**WHAT YOU NEED TO DO**. Pick out every line in the material that contains the string "lapel" and copy each one.

[start RECORDED INFORMATION]

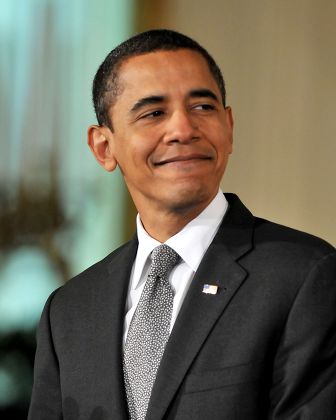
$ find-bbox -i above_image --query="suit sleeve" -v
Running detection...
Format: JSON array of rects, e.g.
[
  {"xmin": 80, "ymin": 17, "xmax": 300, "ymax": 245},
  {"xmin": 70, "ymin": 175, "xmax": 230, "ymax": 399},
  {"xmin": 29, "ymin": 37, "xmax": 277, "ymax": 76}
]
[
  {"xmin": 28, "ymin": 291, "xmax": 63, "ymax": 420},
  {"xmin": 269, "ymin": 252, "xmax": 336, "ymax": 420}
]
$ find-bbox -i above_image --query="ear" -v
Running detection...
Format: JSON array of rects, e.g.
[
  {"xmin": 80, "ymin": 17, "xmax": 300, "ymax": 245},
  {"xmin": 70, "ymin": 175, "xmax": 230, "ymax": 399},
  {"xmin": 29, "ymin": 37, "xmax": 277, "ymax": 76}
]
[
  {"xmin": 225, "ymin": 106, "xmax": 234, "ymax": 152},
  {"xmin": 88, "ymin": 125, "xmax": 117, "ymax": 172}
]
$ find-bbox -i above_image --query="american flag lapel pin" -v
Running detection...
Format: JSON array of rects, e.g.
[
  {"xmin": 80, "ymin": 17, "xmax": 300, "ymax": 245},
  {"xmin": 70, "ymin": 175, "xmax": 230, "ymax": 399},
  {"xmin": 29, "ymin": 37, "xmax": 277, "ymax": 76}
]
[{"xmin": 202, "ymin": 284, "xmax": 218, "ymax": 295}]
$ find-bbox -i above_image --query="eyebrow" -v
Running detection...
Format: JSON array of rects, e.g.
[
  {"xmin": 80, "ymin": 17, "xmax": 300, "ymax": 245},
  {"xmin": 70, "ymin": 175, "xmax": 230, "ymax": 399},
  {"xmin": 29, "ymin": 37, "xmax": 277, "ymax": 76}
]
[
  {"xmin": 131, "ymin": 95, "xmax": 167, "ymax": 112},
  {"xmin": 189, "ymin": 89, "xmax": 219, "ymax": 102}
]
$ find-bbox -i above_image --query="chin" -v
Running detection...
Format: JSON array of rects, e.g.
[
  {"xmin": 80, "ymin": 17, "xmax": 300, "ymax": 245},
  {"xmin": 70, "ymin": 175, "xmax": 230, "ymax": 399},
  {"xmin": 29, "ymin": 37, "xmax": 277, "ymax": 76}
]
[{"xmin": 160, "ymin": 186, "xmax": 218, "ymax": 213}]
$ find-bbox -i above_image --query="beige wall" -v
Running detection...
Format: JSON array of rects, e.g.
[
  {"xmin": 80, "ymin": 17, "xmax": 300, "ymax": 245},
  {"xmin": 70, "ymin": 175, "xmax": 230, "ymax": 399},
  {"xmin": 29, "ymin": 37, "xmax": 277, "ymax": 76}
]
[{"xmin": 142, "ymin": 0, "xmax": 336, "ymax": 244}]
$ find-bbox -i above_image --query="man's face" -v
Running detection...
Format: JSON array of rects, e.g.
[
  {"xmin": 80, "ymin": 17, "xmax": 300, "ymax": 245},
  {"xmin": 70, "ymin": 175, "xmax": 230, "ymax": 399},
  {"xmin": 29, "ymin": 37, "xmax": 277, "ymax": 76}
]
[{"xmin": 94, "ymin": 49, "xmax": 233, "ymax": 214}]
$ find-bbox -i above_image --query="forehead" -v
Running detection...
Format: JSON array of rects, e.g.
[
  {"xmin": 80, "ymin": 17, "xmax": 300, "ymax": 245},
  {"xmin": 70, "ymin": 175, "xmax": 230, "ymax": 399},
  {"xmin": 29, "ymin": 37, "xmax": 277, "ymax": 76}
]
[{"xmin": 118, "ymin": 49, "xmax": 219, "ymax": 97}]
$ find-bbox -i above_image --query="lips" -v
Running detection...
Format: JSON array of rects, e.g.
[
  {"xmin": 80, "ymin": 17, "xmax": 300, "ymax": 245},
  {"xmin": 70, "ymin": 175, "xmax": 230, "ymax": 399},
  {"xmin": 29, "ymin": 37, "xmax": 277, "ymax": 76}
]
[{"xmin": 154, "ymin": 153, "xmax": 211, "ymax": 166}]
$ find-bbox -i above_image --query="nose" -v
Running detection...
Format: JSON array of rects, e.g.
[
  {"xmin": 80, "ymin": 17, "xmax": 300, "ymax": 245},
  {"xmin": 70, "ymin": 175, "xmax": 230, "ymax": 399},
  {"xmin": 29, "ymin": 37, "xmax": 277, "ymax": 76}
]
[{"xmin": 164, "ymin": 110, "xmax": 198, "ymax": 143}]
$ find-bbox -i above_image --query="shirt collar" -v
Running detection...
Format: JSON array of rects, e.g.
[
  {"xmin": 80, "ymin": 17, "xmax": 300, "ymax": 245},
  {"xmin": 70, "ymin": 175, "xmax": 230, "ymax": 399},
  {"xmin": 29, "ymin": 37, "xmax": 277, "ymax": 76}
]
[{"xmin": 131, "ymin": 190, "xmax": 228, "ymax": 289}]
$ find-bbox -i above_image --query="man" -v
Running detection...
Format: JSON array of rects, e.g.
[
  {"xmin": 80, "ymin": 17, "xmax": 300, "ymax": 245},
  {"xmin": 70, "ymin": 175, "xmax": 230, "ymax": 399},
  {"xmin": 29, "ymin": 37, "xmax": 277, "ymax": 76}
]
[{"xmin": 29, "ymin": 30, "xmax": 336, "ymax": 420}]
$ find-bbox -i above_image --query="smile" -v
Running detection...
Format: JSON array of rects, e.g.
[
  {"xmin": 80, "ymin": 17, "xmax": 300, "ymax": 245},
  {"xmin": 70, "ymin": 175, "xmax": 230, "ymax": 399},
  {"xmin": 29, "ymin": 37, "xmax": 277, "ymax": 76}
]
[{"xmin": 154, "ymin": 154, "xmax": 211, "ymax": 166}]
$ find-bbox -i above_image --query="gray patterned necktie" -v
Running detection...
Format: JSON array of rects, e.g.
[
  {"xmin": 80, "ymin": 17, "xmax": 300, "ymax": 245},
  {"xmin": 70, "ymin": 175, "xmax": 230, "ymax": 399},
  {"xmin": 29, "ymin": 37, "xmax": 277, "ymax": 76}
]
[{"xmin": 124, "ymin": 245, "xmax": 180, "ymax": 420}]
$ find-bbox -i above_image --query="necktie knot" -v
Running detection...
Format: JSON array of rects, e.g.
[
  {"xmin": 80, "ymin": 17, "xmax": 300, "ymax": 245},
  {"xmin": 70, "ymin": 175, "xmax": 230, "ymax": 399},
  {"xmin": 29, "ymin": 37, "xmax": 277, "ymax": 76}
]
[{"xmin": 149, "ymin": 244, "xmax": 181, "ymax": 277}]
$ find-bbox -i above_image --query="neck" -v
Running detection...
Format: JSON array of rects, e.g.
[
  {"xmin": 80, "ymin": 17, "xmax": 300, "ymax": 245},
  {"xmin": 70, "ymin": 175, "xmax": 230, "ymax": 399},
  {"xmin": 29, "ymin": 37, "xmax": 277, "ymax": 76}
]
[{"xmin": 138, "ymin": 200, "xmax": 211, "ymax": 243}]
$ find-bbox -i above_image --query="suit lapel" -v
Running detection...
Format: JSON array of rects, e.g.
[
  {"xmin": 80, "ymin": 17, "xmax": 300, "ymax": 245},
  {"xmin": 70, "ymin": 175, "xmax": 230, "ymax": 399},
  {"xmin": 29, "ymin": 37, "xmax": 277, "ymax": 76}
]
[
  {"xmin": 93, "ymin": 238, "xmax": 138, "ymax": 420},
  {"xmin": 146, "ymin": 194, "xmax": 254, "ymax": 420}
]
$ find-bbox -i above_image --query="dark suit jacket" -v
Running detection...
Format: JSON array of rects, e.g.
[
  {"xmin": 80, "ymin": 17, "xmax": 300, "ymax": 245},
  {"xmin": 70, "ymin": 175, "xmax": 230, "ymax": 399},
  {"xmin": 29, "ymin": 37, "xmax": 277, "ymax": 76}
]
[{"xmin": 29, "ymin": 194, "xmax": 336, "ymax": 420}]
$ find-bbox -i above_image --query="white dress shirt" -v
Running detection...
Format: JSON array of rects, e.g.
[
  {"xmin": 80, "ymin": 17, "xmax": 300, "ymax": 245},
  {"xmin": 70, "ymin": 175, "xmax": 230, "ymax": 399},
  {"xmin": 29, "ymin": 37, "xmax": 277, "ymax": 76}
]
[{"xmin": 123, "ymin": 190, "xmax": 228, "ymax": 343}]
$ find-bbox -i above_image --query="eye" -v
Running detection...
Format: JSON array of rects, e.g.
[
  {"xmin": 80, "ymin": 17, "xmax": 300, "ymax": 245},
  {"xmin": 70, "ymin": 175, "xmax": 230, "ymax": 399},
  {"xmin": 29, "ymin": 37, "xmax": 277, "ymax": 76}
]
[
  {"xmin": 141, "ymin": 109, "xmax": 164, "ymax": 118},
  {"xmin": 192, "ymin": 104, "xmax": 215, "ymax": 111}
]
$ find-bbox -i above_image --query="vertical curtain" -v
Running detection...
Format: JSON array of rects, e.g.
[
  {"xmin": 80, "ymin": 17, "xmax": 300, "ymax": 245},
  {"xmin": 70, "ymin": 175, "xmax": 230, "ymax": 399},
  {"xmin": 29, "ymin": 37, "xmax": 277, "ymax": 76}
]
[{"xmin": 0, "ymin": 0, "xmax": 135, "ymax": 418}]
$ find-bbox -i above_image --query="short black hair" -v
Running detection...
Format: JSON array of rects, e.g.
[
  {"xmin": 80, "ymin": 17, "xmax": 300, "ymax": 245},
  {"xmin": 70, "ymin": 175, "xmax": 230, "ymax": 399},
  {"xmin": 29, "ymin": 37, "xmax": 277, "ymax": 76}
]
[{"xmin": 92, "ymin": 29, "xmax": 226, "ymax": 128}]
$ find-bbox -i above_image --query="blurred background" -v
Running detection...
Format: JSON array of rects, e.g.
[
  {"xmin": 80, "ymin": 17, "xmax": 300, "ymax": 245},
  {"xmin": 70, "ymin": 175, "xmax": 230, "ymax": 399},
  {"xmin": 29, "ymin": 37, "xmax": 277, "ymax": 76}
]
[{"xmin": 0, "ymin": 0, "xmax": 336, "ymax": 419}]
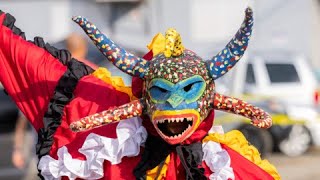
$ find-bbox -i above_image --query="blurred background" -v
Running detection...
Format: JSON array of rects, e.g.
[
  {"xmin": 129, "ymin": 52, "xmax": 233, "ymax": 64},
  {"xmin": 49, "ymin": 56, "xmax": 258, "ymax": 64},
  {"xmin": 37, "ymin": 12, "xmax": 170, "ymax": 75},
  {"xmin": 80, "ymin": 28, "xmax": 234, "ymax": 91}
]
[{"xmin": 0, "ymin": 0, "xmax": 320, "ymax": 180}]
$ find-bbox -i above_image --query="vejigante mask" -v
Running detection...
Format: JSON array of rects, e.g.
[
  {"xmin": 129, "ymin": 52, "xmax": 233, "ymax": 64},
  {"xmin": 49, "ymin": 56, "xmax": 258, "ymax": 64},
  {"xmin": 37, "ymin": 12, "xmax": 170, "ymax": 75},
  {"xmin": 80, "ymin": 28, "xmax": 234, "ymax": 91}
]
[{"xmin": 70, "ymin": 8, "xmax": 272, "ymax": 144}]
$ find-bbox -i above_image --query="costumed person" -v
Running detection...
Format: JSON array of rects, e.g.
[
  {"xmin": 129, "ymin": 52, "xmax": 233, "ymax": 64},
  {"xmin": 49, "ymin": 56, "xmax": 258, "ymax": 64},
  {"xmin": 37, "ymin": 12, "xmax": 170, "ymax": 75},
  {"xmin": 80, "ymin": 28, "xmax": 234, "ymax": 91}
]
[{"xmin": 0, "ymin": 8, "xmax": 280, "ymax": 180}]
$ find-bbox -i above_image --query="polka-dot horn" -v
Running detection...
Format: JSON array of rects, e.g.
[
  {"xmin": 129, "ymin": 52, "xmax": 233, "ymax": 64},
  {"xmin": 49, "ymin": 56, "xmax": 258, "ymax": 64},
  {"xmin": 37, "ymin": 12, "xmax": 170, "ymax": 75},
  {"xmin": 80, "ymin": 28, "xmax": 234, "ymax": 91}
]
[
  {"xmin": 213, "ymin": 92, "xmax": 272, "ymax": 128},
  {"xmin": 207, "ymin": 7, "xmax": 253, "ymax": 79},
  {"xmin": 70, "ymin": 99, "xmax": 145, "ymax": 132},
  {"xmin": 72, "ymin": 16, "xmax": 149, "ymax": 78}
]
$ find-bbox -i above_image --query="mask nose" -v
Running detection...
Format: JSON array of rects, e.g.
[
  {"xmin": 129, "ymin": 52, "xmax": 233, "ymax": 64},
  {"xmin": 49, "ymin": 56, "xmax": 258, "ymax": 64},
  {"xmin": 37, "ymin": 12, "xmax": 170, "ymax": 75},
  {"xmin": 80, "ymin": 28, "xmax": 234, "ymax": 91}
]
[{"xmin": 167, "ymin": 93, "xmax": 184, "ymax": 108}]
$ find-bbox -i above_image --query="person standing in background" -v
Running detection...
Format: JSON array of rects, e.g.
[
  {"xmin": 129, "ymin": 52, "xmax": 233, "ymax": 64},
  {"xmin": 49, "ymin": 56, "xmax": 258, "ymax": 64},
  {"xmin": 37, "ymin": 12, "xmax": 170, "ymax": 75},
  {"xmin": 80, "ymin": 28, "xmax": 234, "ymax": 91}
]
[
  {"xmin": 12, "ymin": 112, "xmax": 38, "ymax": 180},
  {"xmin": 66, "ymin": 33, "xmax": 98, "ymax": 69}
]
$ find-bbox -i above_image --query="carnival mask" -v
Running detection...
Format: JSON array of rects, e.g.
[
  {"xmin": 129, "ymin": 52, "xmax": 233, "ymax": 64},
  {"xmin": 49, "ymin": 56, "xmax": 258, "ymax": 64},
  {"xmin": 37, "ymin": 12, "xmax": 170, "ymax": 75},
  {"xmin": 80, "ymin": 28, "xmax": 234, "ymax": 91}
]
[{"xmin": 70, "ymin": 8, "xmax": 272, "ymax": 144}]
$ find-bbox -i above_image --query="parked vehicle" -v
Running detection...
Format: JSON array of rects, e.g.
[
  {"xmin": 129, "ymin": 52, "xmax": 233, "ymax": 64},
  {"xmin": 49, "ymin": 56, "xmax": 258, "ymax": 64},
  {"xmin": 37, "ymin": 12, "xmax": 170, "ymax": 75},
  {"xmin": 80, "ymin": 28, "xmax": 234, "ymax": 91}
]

[end RECORDED INFORMATION]

**OUTPUT OF THE TASK**.
$ find-bbox -i above_image --query="american flag lapel pin" -v
$ find-bbox -i above_image --query="suit lapel" -v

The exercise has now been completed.